▶ [The exercise] Restate the records below word for word, and omit the images they hold.
>> begin Input
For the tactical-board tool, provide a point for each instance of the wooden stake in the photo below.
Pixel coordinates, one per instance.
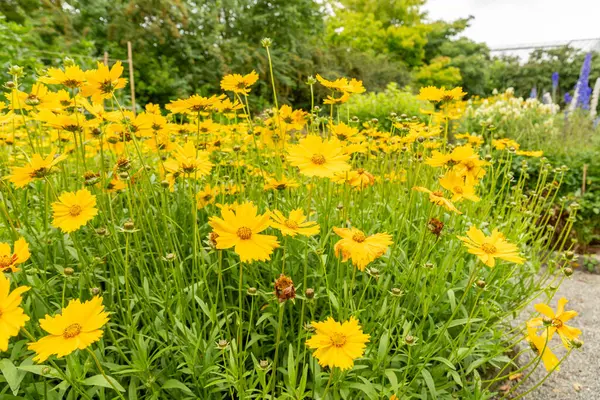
(131, 80)
(584, 179)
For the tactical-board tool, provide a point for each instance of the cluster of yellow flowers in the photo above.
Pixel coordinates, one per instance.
(184, 142)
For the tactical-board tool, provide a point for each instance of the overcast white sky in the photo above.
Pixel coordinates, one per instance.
(510, 22)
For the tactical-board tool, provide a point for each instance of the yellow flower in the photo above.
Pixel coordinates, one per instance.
(338, 344)
(10, 260)
(72, 77)
(280, 184)
(77, 327)
(558, 321)
(240, 229)
(541, 345)
(12, 317)
(536, 154)
(358, 247)
(438, 198)
(501, 144)
(102, 82)
(73, 210)
(317, 157)
(206, 196)
(488, 248)
(37, 168)
(239, 84)
(296, 223)
(460, 187)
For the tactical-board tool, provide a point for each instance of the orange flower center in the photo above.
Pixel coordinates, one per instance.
(338, 339)
(318, 159)
(71, 331)
(291, 224)
(75, 210)
(488, 248)
(359, 237)
(5, 261)
(557, 323)
(244, 233)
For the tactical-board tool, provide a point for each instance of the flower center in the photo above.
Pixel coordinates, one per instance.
(71, 331)
(318, 159)
(338, 339)
(75, 210)
(359, 237)
(5, 261)
(557, 323)
(291, 224)
(244, 233)
(488, 248)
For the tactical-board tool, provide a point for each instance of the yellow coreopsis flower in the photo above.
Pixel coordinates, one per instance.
(102, 82)
(338, 344)
(73, 210)
(239, 84)
(461, 187)
(297, 223)
(488, 248)
(241, 229)
(76, 328)
(12, 317)
(557, 322)
(37, 168)
(72, 77)
(358, 247)
(9, 260)
(317, 157)
(541, 345)
(280, 184)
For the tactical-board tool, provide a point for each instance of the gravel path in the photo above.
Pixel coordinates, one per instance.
(579, 375)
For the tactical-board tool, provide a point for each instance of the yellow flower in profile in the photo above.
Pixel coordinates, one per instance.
(72, 77)
(504, 143)
(206, 196)
(438, 198)
(37, 168)
(431, 93)
(102, 82)
(73, 210)
(338, 344)
(541, 345)
(536, 154)
(239, 84)
(317, 157)
(241, 229)
(358, 247)
(280, 184)
(10, 260)
(296, 223)
(488, 248)
(557, 321)
(12, 317)
(76, 328)
(460, 186)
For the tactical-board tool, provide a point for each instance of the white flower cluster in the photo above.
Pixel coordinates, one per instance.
(505, 107)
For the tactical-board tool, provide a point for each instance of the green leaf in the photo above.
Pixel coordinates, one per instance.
(175, 384)
(429, 382)
(99, 380)
(12, 375)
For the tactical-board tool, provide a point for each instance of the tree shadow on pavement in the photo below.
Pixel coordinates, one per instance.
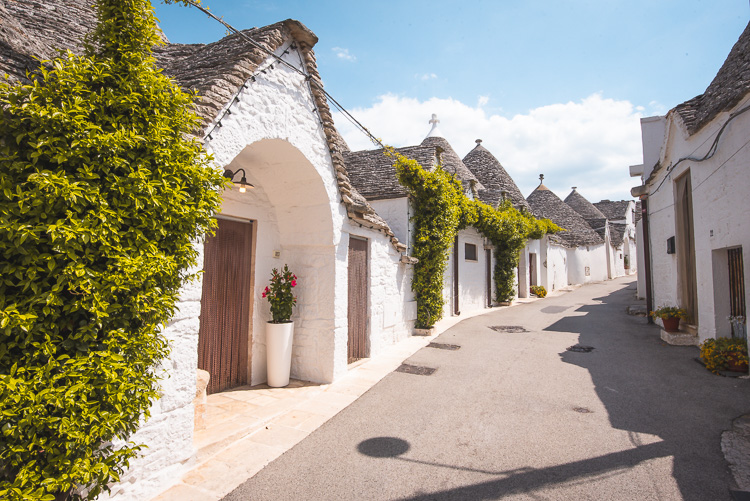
(650, 387)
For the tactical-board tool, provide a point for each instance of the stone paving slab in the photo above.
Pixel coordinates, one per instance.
(248, 427)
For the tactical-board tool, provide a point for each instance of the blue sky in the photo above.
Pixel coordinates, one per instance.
(550, 86)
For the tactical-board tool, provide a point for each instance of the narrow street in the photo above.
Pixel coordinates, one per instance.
(512, 414)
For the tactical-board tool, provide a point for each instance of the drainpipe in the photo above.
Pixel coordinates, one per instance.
(647, 257)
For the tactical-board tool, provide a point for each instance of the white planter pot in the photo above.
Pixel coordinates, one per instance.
(279, 353)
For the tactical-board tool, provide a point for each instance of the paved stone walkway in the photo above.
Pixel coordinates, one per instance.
(248, 427)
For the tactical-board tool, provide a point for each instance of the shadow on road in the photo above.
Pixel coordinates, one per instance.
(652, 388)
(520, 480)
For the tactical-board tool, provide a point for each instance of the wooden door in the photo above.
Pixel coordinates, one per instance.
(736, 290)
(686, 247)
(488, 276)
(225, 306)
(358, 299)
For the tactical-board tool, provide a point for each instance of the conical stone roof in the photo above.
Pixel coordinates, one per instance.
(496, 180)
(545, 204)
(451, 162)
(586, 209)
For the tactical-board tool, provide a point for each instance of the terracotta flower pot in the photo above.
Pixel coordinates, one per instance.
(734, 364)
(671, 324)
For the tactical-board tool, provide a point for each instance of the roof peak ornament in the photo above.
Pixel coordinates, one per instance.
(434, 132)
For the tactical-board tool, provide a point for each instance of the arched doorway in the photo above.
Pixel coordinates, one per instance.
(291, 212)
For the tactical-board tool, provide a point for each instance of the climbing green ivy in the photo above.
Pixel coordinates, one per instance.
(441, 209)
(102, 196)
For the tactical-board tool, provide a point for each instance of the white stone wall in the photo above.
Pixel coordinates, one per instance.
(640, 258)
(396, 213)
(392, 307)
(472, 287)
(720, 207)
(619, 259)
(168, 434)
(554, 266)
(591, 258)
(525, 281)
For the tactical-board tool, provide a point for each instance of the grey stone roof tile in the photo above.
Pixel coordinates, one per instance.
(614, 211)
(374, 175)
(452, 163)
(730, 85)
(545, 204)
(582, 206)
(33, 29)
(496, 180)
(617, 233)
>> end Input
▶ [Task answer]
For the tactical-board tool, provide a point for each instance of the wooden stake in the photo below.
Pixel coordinates, one per instance.
(131, 80)
(584, 179)
For the tactical-board tool, provide a point for each instance of the cluster of yellow flowers in the photo above.
Pixel coordinates, one per instance.
(184, 142)
For the tactical-board tool, provide a point for each instance of the overcast white sky in the photo above.
Pixel coordinates, one per instance.
(510, 22)
For the tactical-board tool, provide a point for each instance of the yellow flower in the photo above.
Pixel coordinates, one per instance.
(338, 344)
(10, 260)
(72, 77)
(280, 184)
(77, 327)
(558, 321)
(240, 229)
(541, 345)
(12, 317)
(536, 154)
(358, 247)
(438, 198)
(501, 144)
(102, 82)
(73, 210)
(317, 157)
(206, 196)
(488, 248)
(37, 168)
(239, 84)
(296, 223)
(460, 187)
For the tactical-board tool, provide a point for each instance of the orange flower center in the photo above.
Pixel coordinates, one per instance.
(338, 339)
(318, 159)
(71, 331)
(291, 224)
(75, 210)
(488, 248)
(359, 237)
(5, 261)
(557, 323)
(244, 233)
For the tactical-board tool, provide a point for each instance of the flower center in the photo above.
Pixel coordinates, one per instance.
(71, 331)
(318, 159)
(338, 339)
(75, 210)
(359, 237)
(5, 261)
(557, 323)
(291, 224)
(244, 233)
(488, 248)
For the tactical-board tool, provide a point for each instance of the yellow coreopsis flower in the photo above.
Pixel coordinates, one per instance.
(102, 82)
(338, 344)
(73, 210)
(239, 84)
(461, 187)
(297, 223)
(488, 248)
(241, 229)
(76, 328)
(12, 317)
(557, 322)
(37, 168)
(72, 77)
(358, 247)
(9, 260)
(317, 157)
(541, 345)
(280, 184)
For the tactical-board tool, provide a point for each instance of the gravel path in the photo above.
Pixel coordinates, one per instance.
(579, 375)
For the tactical-board tool, provide a point for each instance of the yellow flower in profile in the photo above.
Pixel coordinates, one per instance.
(72, 77)
(504, 143)
(206, 196)
(438, 198)
(37, 168)
(431, 93)
(102, 82)
(73, 210)
(338, 344)
(541, 345)
(536, 154)
(239, 84)
(317, 157)
(241, 229)
(358, 247)
(280, 184)
(10, 260)
(296, 223)
(488, 248)
(557, 321)
(12, 317)
(76, 328)
(460, 186)
For the tactical-board tool, provide a point for each instance of the white flower cluster in the photo above.
Pixel coordinates, one per instance.
(505, 107)
For the tactical-board tool, provide a point for each instance of the green leaf in the photo above.
Pixel coordinates, one per instance.
(175, 384)
(429, 382)
(99, 380)
(12, 375)
For the tactical-board tool, provide a point for each instance of the tree shadow on pavement in the photo below.
Pixel coordinates, one per instance.
(650, 387)
For the tactical-board tool, provide a point for each instance of the stone paving slab in the photo above.
Pixel coordinates, one per instance.
(248, 427)
For the tactical-board tool, provide a point for each instance of the blue sky in the photo above.
Pixel coordinates, one per instance.
(550, 86)
For the tactical-board tool, provide a point for each instance of the narrow street in the photo above.
Pixel coordinates, one per instance.
(512, 414)
For the tactical-board tool, provide a point for each instance of the drainpipe in the photo above.
Pixel coordinates, one per instance.
(647, 257)
For the tactical-board tool, provide a point for each instance of the white planter pot in the photo above.
Pixel coordinates, one per instance.
(279, 353)
For the tactical-board tool, provide a point for each instance of the paved stone walkway in the photo above.
Pixel coordinates, one per instance.
(248, 427)
For the tactical-board tool, provide a point for each instance of the shadow on road in the photo above.
Pixel coordinates, one per instance.
(652, 388)
(520, 480)
For the tactical-board tool, provide a point for each instance of the wooden door in the photo above.
Pixel coordinates, one per instance.
(736, 290)
(686, 247)
(488, 276)
(225, 306)
(358, 299)
For the tactical-board tool, provide a point for each instance of the conical stone roof in the photo above.
Pixel coordinates, one per instance.
(496, 180)
(545, 204)
(451, 162)
(586, 209)
For the tactical-board tool, provide a point for each instance of the terracotta flower pot in the photo above.
Pixel coordinates, one per instance.
(734, 364)
(671, 324)
For the tactical-board tool, provide a point for each instance of the roof peak ornament in the photo above.
Pixel coordinates, one per instance.
(434, 132)
For the tactical-board tool, provide a point for each instance of the arched doorway in the photo above.
Pixel coordinates, one per instance.
(291, 212)
For the tactical-board tool, provide a point for each instance of the climbing green ivy in the photo above.
Pixel coordinates, one per instance.
(441, 209)
(102, 196)
For the tactical-board tool, provide a point for each instance of the white stone wall in the photo above.
Pixel coordinates, one per instance.
(640, 258)
(396, 213)
(392, 307)
(472, 287)
(720, 207)
(619, 259)
(168, 434)
(554, 266)
(591, 258)
(525, 281)
For the tactical-board tool, provide a point for each instance of the grey stone roof tile in the photo above.
Pixel coordinates, one per instance.
(614, 211)
(374, 175)
(452, 163)
(730, 85)
(545, 204)
(582, 206)
(33, 29)
(496, 180)
(617, 233)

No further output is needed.